Studentship at University of Leeds and British Museum--addendum

From: Catherine Higgitt <chiggitt<-a>
Date: Thursday, October 9, 2014
PhD studentship
"Breaking the cycle of self-destruction: developing remedial
    conservation treatments for iron-tannate dyed museum objects"
Department of Conservation and Scientific Research
School of Design
The University of Leeds
and the British Museum

The deadline for applications has been extended to Monday 3 November
2014.

Applications are invited for an AHRC Collaborative Doctoral
Partnership PhD studentship, to be undertaken at the University of
Leeds (School of Design) and the British Museum (Department of
Conservation and Scientific Research).  The project will be jointly
supervised by Professor Chris Carr and Dr. Muriel Rigout from the
University of Leeds and Dr. Marei Hacke from the British Museum with
advice and support from British Museum conservators (Pippa
Cruickshank and Monique Pullan) and Emeritus Scientist Dr. Vincent
Daniels.  The studentship is for a three-year (full-time) or
five-year (part time) project entitled 'Breaking the cycle of
self-destruction: developing remedial conservation treatments for
iron-tannate dyed museum objects', to commence in January/February
2015.

-- Data in this exercise --
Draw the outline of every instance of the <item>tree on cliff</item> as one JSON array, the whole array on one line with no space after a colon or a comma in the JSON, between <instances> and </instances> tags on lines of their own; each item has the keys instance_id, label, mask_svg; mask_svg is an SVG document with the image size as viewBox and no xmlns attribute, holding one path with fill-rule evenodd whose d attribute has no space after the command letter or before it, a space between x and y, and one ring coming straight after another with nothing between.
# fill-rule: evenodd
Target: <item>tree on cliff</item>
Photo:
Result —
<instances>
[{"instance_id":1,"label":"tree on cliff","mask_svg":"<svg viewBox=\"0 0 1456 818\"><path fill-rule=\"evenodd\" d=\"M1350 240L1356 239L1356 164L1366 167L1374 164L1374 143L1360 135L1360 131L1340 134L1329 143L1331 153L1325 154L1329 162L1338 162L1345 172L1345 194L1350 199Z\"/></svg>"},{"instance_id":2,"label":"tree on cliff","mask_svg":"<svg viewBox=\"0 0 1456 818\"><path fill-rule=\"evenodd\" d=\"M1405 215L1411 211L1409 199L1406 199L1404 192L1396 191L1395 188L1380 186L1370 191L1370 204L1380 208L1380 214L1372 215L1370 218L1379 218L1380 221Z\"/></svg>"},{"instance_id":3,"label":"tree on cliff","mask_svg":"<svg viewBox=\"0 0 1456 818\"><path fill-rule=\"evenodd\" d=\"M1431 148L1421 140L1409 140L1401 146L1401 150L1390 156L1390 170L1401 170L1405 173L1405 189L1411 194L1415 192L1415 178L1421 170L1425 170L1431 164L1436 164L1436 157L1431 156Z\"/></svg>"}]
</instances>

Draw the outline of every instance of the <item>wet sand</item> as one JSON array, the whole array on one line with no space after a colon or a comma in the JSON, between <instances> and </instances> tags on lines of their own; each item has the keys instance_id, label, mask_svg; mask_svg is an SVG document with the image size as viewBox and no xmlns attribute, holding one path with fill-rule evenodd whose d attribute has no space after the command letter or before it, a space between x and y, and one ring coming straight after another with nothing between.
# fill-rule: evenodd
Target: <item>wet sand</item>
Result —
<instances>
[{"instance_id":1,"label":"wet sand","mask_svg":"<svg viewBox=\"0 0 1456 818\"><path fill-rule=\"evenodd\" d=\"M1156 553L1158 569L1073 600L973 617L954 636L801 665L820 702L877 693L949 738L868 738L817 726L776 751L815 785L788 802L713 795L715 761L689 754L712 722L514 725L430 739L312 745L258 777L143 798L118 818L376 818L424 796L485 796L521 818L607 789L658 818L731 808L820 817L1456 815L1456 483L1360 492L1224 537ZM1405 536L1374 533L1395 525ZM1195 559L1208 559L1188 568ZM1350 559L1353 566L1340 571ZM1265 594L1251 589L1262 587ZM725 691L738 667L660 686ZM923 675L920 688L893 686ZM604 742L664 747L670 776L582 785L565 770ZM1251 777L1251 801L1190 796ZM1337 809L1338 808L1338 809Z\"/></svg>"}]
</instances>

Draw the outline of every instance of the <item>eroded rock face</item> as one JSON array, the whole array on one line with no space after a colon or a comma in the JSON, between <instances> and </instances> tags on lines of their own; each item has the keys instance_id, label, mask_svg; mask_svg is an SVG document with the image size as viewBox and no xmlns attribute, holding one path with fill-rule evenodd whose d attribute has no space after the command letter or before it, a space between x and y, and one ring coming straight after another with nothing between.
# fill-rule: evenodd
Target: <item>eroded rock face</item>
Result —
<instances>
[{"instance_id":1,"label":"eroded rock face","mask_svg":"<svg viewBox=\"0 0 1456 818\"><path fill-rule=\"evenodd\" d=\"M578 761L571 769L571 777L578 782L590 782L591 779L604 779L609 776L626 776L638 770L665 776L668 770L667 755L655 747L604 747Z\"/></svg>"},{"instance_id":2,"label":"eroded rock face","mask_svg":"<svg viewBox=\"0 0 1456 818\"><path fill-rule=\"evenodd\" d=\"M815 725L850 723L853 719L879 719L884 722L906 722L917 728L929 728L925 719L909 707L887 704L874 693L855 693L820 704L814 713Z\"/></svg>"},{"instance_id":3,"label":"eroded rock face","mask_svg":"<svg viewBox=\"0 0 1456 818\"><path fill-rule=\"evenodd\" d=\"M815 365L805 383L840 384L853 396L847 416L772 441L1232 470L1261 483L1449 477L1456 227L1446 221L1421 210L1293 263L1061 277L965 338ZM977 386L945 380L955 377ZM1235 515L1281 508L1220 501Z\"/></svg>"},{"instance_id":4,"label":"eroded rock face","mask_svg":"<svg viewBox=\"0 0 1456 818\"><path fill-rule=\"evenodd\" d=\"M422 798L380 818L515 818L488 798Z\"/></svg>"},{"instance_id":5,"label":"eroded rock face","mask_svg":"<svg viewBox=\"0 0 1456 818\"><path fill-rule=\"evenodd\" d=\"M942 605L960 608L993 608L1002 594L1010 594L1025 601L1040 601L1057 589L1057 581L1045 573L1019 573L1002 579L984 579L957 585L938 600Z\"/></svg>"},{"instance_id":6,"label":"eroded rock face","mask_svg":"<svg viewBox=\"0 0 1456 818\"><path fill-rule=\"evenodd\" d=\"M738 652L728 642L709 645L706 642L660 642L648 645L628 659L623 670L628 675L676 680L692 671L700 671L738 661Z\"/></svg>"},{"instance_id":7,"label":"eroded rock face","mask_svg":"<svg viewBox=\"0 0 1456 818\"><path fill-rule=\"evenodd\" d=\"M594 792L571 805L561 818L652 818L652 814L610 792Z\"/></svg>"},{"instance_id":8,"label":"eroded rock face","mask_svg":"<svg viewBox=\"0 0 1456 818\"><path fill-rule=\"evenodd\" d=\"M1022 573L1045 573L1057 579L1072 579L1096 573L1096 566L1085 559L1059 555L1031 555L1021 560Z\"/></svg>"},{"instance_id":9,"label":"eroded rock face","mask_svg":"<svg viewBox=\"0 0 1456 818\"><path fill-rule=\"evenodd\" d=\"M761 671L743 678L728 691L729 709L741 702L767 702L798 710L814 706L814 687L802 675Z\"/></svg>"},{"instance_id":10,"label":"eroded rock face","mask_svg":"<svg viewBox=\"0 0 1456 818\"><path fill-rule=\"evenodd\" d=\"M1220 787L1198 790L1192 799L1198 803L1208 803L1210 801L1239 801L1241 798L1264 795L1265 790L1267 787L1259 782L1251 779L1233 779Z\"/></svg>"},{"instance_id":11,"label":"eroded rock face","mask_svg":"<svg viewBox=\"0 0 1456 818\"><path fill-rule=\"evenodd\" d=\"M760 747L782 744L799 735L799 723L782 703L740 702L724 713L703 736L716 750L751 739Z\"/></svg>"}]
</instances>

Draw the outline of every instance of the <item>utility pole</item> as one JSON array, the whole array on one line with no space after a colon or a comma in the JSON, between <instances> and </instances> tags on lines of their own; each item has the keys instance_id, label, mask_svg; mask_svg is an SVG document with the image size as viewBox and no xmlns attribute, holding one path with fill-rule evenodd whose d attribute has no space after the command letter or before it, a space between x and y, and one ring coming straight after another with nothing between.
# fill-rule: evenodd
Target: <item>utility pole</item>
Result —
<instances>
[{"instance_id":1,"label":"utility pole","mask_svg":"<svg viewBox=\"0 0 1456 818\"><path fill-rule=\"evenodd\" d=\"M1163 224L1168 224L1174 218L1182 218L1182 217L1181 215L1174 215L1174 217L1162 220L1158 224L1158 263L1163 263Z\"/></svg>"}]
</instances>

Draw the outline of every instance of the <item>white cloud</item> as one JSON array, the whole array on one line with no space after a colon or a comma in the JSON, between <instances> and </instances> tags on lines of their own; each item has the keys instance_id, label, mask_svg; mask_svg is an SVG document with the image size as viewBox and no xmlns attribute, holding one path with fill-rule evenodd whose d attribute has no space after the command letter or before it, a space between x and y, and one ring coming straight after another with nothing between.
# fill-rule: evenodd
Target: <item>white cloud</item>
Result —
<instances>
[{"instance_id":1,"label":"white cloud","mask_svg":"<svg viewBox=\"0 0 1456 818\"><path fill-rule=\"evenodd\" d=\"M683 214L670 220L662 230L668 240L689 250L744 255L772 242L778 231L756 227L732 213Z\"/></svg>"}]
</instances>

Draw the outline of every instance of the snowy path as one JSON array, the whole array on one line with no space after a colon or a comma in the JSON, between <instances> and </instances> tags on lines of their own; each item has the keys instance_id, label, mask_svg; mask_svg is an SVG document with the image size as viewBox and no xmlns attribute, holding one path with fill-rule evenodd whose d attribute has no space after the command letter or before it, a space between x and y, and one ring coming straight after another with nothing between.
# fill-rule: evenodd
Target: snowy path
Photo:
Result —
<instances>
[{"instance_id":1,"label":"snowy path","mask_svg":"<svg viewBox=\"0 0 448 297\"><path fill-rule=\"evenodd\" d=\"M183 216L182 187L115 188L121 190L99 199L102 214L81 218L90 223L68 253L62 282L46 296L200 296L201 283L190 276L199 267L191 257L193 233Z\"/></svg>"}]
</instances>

-- Instructions --
- 1) Please show every line of the rows above that contains the string "Target".
- 2) Carry on the studentship announcement from the point where it stops.

-- Responses in order --
- 1)
Target: <item>tree on cliff</item>
Target: <item>wet sand</item>
Target: <item>eroded rock face</item>
Target: <item>utility pole</item>
Target: <item>white cloud</item>
Target: snowy path

- 2)
Summary of Project: The combination of tannins (from galls, bark,
leaves or fruits) with iron (from vitriol, mud or iron filings)
yields rich black dyes that have been used worldwide possibly since
prehistoric times, and are still used in parts of the world today.
Unfortunately iron-tannate dyes are inherently self-destructive and
can seriously damage the materials to which they are applied.  Such
materials are widespread in any museum containing ethnographic
and/or textile collections, their preservation presents a major
challenge and deterioration can lead to the total loss of affected
areas.  This project endeavours to develop and adapt chemical
stabilisation methods into practical conservation treatments which
could effectively halt the autocatalytic deterioration by arresting
the metal ion redox cycle using antioxidants and deacidification
agents.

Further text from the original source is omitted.